## BEGIN Source data

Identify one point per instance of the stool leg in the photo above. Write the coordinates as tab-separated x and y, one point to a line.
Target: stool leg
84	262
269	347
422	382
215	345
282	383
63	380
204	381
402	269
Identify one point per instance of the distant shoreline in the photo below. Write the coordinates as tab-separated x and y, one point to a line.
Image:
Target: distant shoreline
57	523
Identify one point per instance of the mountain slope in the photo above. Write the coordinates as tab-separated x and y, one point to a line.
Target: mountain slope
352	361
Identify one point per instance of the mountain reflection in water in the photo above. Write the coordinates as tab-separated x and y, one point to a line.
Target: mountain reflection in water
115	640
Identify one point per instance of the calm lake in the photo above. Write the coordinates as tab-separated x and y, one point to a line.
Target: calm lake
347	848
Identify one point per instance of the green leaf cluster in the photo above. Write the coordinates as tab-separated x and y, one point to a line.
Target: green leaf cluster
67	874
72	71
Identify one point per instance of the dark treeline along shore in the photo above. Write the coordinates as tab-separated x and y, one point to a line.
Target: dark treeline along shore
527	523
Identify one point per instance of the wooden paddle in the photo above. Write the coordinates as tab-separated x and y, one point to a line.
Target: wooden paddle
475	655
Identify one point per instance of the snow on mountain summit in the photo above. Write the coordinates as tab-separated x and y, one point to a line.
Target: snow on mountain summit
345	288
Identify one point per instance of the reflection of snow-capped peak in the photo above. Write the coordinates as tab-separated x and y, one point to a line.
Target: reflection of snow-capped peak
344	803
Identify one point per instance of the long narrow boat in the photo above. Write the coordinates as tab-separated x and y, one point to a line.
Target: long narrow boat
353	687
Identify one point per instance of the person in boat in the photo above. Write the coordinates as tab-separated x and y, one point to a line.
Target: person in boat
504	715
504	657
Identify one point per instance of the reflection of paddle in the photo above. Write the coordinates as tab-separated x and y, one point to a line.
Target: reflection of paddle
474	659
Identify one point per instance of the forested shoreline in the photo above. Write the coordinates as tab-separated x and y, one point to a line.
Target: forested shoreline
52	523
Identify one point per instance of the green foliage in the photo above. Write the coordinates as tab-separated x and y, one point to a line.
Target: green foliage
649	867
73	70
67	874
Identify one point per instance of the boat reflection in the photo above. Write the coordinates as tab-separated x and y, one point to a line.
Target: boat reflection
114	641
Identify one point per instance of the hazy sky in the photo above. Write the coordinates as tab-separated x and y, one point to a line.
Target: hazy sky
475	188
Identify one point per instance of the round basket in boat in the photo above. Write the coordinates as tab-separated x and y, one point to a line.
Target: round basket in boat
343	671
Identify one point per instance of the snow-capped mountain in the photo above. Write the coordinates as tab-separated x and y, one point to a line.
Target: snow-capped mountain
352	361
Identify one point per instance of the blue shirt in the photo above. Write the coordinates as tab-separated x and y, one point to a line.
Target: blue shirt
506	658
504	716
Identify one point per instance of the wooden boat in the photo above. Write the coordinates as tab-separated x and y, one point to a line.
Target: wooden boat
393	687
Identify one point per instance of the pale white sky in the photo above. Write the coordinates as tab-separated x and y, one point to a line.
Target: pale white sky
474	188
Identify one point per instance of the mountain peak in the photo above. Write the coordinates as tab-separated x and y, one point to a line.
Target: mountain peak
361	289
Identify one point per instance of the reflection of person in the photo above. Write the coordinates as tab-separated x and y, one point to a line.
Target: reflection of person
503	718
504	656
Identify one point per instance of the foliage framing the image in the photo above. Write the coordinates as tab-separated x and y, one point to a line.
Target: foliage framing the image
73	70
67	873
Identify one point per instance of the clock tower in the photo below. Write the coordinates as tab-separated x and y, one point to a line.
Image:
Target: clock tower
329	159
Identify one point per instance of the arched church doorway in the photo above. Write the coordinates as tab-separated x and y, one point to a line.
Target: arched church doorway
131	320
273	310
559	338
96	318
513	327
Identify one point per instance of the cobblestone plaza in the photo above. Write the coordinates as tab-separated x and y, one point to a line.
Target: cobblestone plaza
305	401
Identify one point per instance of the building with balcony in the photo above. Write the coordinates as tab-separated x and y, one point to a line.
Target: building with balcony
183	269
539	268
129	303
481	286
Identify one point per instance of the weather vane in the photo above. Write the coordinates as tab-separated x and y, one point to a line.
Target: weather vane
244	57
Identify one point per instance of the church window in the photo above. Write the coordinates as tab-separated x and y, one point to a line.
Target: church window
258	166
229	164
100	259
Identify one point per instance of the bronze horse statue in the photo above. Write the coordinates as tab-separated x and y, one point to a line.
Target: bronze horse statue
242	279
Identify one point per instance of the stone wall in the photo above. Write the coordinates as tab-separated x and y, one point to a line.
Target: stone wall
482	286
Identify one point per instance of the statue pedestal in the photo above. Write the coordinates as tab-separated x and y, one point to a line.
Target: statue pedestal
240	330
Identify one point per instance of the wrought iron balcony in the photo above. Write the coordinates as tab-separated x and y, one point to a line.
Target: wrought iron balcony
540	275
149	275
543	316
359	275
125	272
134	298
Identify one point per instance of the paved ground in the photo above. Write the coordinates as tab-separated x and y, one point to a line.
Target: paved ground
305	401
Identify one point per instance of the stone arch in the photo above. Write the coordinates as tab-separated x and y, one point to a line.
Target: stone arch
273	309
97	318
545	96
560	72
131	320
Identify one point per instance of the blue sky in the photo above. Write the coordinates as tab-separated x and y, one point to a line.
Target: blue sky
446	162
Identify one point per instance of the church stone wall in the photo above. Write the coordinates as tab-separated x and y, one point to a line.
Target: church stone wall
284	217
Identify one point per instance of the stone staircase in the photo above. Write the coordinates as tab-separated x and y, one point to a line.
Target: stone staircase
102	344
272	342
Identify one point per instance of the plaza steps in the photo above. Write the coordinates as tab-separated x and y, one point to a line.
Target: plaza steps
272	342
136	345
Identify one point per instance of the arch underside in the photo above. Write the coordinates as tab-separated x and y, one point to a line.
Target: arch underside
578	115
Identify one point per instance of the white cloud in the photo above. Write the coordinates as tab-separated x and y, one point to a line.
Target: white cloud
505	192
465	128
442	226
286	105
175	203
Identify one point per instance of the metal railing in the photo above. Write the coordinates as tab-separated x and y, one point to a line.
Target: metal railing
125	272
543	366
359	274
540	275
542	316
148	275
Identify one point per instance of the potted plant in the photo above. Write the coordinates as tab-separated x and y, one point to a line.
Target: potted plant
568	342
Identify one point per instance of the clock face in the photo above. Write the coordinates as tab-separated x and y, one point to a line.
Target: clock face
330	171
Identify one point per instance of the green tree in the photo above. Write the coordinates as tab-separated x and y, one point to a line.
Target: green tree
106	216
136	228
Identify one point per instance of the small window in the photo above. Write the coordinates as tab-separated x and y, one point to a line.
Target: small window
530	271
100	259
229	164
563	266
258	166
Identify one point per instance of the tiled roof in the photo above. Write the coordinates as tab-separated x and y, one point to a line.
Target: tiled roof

## END Source data

▶ Direction
Reproduce all of the lines above word for word, keeping every character and line break unchanged.

▶ Result of this exercise
Identify one point per instance of the stool leg in the photo above. Write the coordinates as tab-separated x and y, one point to a line.
Target: stool leg
84	262
269	347
422	382
215	345
282	383
63	380
204	381
402	269
Identify one point per instance of the distant shoreline in the photo below. Write the coordinates as tab-separated x and y, one point to a line.
Image:
Target: distant shoreline
57	523
Identify one point per instance of the mountain slope in the photo above. Write the coordinates as tab-separated x and y, one point to a line.
Target: mountain slope
352	361
Identify one point per instance of the mountain reflection in water in the photo above. Write the coordinates as tab-separated x and y, one point to a line.
Target: mountain reflection in water
115	640
Identify one point per instance of the calm lake in the photo above. Write the coordinates as tab-separated x and y, one point to a line.
Target: calm lake
347	848
Identify one point per instance of the green leaf cluster in the photo above. Write the coordinates as tab-separated x and y, one point to a line.
Target: green leaf cluster
67	874
72	71
Identify one point per instance of the dark treeline along shore in the photo above. Write the coordinates as tab-separated x and y, one point to a line.
Target: dark treeline along shore
527	523
Identify one point per instance of the wooden paddle in the photo above. Write the coordinates as tab-separated x and y, one point to a line.
Target: wooden paddle
475	655
Identify one point per instance of the snow on mountain summit in the photo above. Write the coordinates as tab-separated x and y, one point to a line.
Target: snow on mountain summit
345	288
Identify one point per instance of the reflection of snow-capped peak in the photo above. Write the coordinates as tab-separated x and y, one point to a line.
Target: reflection of snow-capped peak
344	803
Identify one point per instance of the long narrow boat in the photo above. Write the coordinates as tab-separated x and y, one point to a line.
Target: long narrow boat
353	687
Identify one point per instance of the person in boat in the photo above. Write the coordinates as tab-separated x and y, one point to a line.
Target: person in boat
504	715
504	657
Identify one point per instance of the reflection of paddle in the photo above. Write the coordinates as tab-separated x and y, one point to a line.
Target: reflection of paddle
474	659
Identify one point per instance of the forested shoreline in the photo above. Write the coordinates as tab-separated x and y, one point to a line.
Target: forested shoreline
52	523
Identify one point per instance of the green foliage in the photo above. Write the coordinates as tab-separated x and y, one point to a line.
Target: green foliage
649	867
73	70
67	874
Identify one point per instance of the boat reflection in the photo above. Write the coordinates as tab-separated x and y, one point to a line.
Target: boat reflection
114	641
Identify one point per instance of the hazy sky in the photo above. Write the coordinates as tab-separated x and y, one point to a line.
Target: hazy sky
475	188
Identify one point per instance of the round basket in boat in the photo above. Write the coordinates as tab-separated x and y, one point to a line.
Target: round basket in boat
343	671
Identify one point per instance of the snow-capped mountain in the photo above. Write the coordinates as tab-separated x and y, one point to a line.
Target: snow-capped mountain
352	361
Identify one point per instance of the blue shirt in the photo above. Write the coordinates as tab-separated x and y, one point to a line.
Target: blue shirt
506	658
504	716
Identify one point per instance of the wooden boat in the photo above. Write the coordinates as tab-separated x and y, one point to a line.
Target: wooden boat
393	687
Identify one point per instance of the pale white sky in the photo above. Write the coordinates as tab-separated x and y, one point to a line.
Target: pale white sky
474	188
Identify one point per instance of the mountain peak in the photo above. Write the coordinates as tab-separated x and y, one point to a line.
Target: mountain peak
361	289
Identify one point per instance of the reflection of person in the photo above. Write the coordinates as tab-separated x and y, one point to a line.
Target: reflection of person
503	718
504	656
Identify one point per instance of the foliage framing the image in the photo above. Write the coordinates as tab-separated x and y, one point to a line.
Target: foliage framing the image
73	70
67	873
Identify one point per instance of the clock tower in the photo below. Write the coordinates as tab-separated x and y, one point to a line.
Image:
Target: clock tower
329	159
Identify one point per instance of the arched church doorway in the photo above. Write the coordinates as tab-separated x and y, one point to a line.
Target: arched church doorway
131	320
273	310
559	338
96	318
513	327
Identify one point per instance of the cobblestone plaza in the photo above. Write the coordinates as tab-separated x and y, one point to a line.
Target: cobblestone plaza
305	401
Identify one point per instance of the building with balcony in the photo above. Write the coordinates as tab-separated x and y, one point to a line.
Target: building with balcony
183	269
539	268
129	303
481	286
Identify one point per instance of the weather vane in the photo above. Write the coordinates as tab-separated x and y, one point to a line.
Target: weather vane
244	57
Identify one point per instance of the church window in the photo above. Write the coordinates as tab-separated x and y, one point to a line.
Target: church window
258	166
229	164
100	259
Identify one point per instance of the bronze horse statue in the photo above. Write the coordinates as tab-separated x and y, one point to a line.
Target: bronze horse statue
242	279
Identify one point per instance of the stone wall in the photo above. Write the coordinates as tab-separated x and y, one point to a line.
Target: stone wall
482	286
Identify one point per instance of the statue pedestal in the photo above. Write the coordinates as tab-separated x and y, one point to a line.
Target: statue pedestal
240	330
Identify one point per instance of the wrought iron balcony in the photo above. Write the coordinates as tab-separated x and y, one point to a line.
Target: wrought iron balcony
540	275
149	275
543	316
359	275
125	272
134	298
Identify one point per instance of the paved ground in the photo above. Write the coordinates as tab-separated x and y, one point to a line.
Target: paved ground
305	401
Identify one point per instance of the stone arch in the photo above. Write the coordinates as tab-separated x and y, one point to a line.
Target: stone arch
273	309
97	318
545	96
560	72
131	320
Identify one point per instance of the blue sky in the photo above. Write the coordinates as tab-separated x and y, one point to a line.
Target: blue sky
446	162
Identify one point per instance of the church stone wall in the photo above. Write the coordinates as tab-separated x and y, one point to a line.
Target: church stone wall
284	217
Identify one point per instance of the stone staircase in the photo above. Write the coordinates as tab-separated x and y, one point to a line.
Target: stone staircase
102	344
272	342
Identify one point per instance of the plaza steps in the photo above. Write the coordinates as tab-separated x and y, one point to a line.
Target: plaza steps
272	342
136	345
Identify one point per instance of the arch underside in the photo above. Write the coordinates as tab-separated x and y, one point to a line.
Target: arch underside
578	115
Identify one point per instance of the white cloud in the photo above. Write the coordinates as tab-separated x and y, one point to a line.
Target: white cloud
505	192
465	128
442	226
286	105
175	203
Identify one point per instance of the metal railing in the photo above. Write the coordinates as tab-separated x and y, one point to a line.
Target: metal railing
125	272
543	366
359	274
540	275
542	316
148	275
Identify one point per instance of the potted plant in the photo above. Write the coordinates as tab-separated x and y, one point to a line.
Target: potted plant
568	342
Identify one point per instance of the clock face in the photo above. Write the coordinates as tab-separated x and y, one point to a line.
Target: clock face
330	171
Identify one point per instance of the green tree in the photo above. Write the coordinates as tab-separated x and y, one point to a line.
Target: green tree
106	216
136	228
Identify one point per instance of the small window in the photo above. Write the coordinates as tab-separated x and y, one point to a line.
Target: small window
530	271
100	259
229	164
563	266
258	166
Identify one point per instance of the tiled roof in the photo above. Write the coordinates as tab-separated x and y, one point to a line.
Target: tiled roof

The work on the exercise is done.